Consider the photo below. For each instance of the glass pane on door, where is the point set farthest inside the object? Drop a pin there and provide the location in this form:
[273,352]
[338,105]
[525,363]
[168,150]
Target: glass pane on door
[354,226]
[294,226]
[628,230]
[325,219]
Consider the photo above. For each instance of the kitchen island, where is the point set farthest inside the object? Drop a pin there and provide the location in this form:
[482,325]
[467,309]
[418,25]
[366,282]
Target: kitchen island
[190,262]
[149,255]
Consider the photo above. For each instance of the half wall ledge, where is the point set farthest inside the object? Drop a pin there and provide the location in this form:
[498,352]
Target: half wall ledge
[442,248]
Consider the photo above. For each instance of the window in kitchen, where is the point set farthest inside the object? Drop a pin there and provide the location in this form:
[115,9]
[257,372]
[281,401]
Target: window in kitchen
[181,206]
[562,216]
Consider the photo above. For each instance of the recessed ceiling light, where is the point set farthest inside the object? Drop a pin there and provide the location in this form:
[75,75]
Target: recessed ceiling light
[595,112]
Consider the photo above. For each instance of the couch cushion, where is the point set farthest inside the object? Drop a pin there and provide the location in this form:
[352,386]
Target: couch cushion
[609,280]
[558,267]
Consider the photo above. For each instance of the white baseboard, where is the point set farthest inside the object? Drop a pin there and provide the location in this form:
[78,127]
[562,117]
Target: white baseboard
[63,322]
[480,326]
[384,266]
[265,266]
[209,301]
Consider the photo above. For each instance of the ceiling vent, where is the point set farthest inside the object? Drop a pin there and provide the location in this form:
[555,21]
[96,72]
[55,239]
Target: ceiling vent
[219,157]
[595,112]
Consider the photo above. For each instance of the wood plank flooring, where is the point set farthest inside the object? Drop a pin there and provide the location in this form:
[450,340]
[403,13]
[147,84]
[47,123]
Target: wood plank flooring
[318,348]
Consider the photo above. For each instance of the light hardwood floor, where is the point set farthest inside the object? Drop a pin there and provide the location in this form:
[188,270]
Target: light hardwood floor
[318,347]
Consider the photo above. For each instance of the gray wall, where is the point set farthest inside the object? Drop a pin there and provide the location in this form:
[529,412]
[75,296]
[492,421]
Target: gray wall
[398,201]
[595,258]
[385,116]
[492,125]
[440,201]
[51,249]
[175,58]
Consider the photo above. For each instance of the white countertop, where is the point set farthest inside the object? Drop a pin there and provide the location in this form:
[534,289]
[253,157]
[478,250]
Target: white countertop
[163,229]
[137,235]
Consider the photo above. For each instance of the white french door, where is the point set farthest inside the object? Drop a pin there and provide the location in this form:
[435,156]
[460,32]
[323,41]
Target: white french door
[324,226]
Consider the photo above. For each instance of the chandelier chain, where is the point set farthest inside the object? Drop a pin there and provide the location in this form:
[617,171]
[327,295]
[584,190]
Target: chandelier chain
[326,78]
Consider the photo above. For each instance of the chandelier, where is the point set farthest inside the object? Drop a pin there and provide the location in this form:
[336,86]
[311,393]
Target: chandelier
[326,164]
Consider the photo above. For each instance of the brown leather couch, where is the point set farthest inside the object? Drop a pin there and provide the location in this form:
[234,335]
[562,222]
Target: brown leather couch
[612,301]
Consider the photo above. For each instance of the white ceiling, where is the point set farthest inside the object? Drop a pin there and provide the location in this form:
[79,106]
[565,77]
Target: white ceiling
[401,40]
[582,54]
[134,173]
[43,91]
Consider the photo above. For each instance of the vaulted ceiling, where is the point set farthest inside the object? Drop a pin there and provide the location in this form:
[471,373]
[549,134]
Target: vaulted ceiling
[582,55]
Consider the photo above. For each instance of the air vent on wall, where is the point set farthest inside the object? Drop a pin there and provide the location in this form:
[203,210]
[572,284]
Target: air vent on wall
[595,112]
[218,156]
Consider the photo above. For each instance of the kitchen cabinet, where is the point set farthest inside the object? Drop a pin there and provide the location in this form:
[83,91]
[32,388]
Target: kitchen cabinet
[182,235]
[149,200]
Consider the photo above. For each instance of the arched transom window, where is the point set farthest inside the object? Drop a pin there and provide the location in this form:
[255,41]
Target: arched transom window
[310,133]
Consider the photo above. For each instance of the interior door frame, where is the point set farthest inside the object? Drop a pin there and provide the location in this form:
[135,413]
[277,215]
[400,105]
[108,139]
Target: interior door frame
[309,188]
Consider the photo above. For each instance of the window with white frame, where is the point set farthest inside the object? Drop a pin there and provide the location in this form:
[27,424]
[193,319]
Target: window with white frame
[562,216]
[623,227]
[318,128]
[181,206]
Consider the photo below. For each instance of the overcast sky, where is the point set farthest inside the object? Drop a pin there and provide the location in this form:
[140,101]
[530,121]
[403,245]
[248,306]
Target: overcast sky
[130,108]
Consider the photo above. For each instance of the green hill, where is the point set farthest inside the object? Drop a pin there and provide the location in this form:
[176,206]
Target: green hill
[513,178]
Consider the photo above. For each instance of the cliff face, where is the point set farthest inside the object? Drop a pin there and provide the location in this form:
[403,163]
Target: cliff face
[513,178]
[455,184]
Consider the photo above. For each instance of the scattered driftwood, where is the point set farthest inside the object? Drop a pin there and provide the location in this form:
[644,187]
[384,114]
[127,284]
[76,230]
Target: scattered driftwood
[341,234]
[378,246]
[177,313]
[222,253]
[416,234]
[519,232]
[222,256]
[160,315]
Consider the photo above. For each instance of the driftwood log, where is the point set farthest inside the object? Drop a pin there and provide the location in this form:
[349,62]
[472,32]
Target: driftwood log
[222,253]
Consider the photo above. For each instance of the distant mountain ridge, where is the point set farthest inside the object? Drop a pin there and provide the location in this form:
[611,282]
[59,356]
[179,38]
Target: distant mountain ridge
□ □ □ □ □
## Description of the task:
Copy all of the entries above word for word, keeping every line as it appears.

## Result for this exercise:
Consider the photo below. For each instance of the glass pane on door, where is the point set farthest inside the object? Drop a pin there and provide the location in this form:
[273,352]
[338,105]
[525,363]
[168,150]
Target: glass pane on door
[354,226]
[294,226]
[628,230]
[325,219]
Consider the photo above. For each instance of the kitchen island, where is the point set farthest inside the object? Drop a pin there and provide the location in this form:
[482,325]
[467,309]
[418,25]
[366,282]
Target: kitchen island
[190,262]
[149,255]
Consider the photo above. For each instance of the half wall ledge, where is the point set farthest inside the object? Drop a pin there and provide the location in this form:
[498,352]
Target: half wall ledge
[442,248]
Consider the photo above. For each instance of the window in kitchen, where is the point set farthest inside the object? Drop a pin there and provide the location in this form:
[115,9]
[257,372]
[281,401]
Target: window in kitchen
[181,206]
[562,216]
Consider the photo above. For each instance of the recessed ceiling light, where is the point set farthest inside the object? Drop a pin there and provide the location in this form:
[75,75]
Target: recessed ceiling light
[595,112]
Consider the photo above. For each instance of the couch cushion, where is the point set farthest inside the object? Drop a pin there and provide the location in this form:
[352,386]
Target: couch cushion
[609,280]
[558,267]
Consider the photo above. For each instance of the white baseboard, where is the point set farthest inside the object? Drop a pin there and provide the location in this form:
[78,127]
[562,117]
Target: white baseboard
[63,322]
[480,326]
[384,266]
[265,266]
[209,301]
Consider the photo above. For each instance of the ceiling vent, where is the point set farthest inside the object? Drop a pin there and provide the location in this form:
[555,21]
[96,72]
[55,239]
Target: ceiling vent
[219,157]
[595,112]
Consider the photo above. For each instance of the wood plank flooring, where is the point set farthest inside the object? Drop a pin there and provide the location in this form:
[450,340]
[403,13]
[147,84]
[47,123]
Target: wood plank flooring
[318,348]
Consider the photo above. For each instance of the light hardwood floor, where is the point set farthest inside the object? Drop a pin there and provide the location in this form:
[188,270]
Target: light hardwood floor
[318,347]
Consider the photo above. For each instance of the gray wall, where is the point set farthest inside the object? Drop a pin there and provide the location in this form:
[529,412]
[75,296]
[492,421]
Target: gray wall
[398,201]
[595,258]
[385,116]
[492,125]
[440,201]
[51,249]
[175,58]
Consider the photo above. For each instance of the white countertop, where is the point set farthest inside the object? Drop a pin there and provide the location in this form:
[534,289]
[253,157]
[478,250]
Target: white countertop
[163,229]
[137,235]
Consider the photo above. For each instance of the white french door, where is the point set farthest inside the object? Drop a pin there and provide the location in this form:
[435,156]
[460,32]
[323,41]
Target: white french door
[324,226]
Consider the photo above. For each instance of the chandelier chain, where is the point set farthest inside the object? Drop a pin there and provide the location in this form:
[617,171]
[327,295]
[584,190]
Target: chandelier chain
[326,78]
Consider the photo above. For each instance of the chandelier, where is the point set farthest inside the object? Drop a pin there and provide the location in this form:
[336,86]
[311,393]
Target: chandelier
[326,164]
Consider the photo above. For each instance of the brown leather couch, where is the point set farthest inside the object? Drop a pin there and provide the location in this form:
[234,335]
[562,222]
Target: brown leather couch
[612,301]
Consider the photo above. For each instance of the white ceiling, where is the point set farthest inside the object? Drop a pin there and provide the location in this form:
[79,106]
[565,77]
Target: white ceiling
[401,40]
[582,54]
[134,173]
[43,91]
Consider the photo above. For each instance of the vaulted ceiling, where is the point set farthest inside the object? Drop a pin there and provide the location in this form:
[471,373]
[549,134]
Target: vaulted ceiling
[582,55]
Consider the photo above. For each instance of the air vent on wall, where is the point set farthest inside the object? Drop a pin there and provide the location in this form:
[203,210]
[572,284]
Target: air vent on wall
[595,112]
[218,156]
Consider the photo above. For each instance of the kitchen cabinet, where is the point set farthest inside the object? Drop a pin there and provide the location in this form:
[83,91]
[32,388]
Target: kitchen cabinet
[182,235]
[149,200]
Consider the photo above. For each instance of the arched transom window, where is the point set farthest inside the object? Drop a pin there and provide the location in this form:
[255,41]
Target: arched transom window
[310,133]
Consider the photo above. For each instance of the interior door frame, where is the point set farthest inside the object? Drop a pin there and provide the location in this form:
[135,413]
[277,215]
[400,105]
[108,139]
Target: interior door frame
[309,188]
Consider the photo above. For each instance of the window with white frame, where is the point set farthest inside the object? Drop a pin there and provide the location in this form:
[27,424]
[193,319]
Target: window with white frame
[562,216]
[623,227]
[318,128]
[181,206]
Consider the photo below. For each instance of the overcast sky, where is the point set farthest inside the object? Drop a pin there and provide the location in this form:
[140,101]
[530,121]
[403,245]
[248,306]
Target: overcast sky
[130,108]
Consider the photo above. For each instance of the green hill, where is the point set farthest inside the object? Drop a pin there and provide the location in this form:
[176,206]
Target: green hill
[513,178]
Consider the photo above. For each instance of the cliff face, where is the point set farthest inside the object? Drop a pin there and provide the location in this form:
[403,163]
Target: cliff face
[513,178]
[455,184]
Consider the photo above. For each instance of the scattered driftwood, where is the point set farthest inside the object? Drop a pin there and provide the location in this form:
[644,187]
[384,114]
[127,284]
[76,230]
Target: scattered driftwood
[341,234]
[378,246]
[177,313]
[222,253]
[416,234]
[519,232]
[222,256]
[160,315]
Consider the photo above. For each instance of the driftwood log, where is the point set farthest inside the object? Drop a pin there and provide the location in this form:
[349,62]
[472,32]
Target: driftwood log
[222,253]
Consider the photo above. For each instance of the distant mountain ridge, where is the point set farthest inside the object? Drop a pin there and provide the location in this form:
[611,282]
[59,356]
[179,38]
Target: distant mountain ridge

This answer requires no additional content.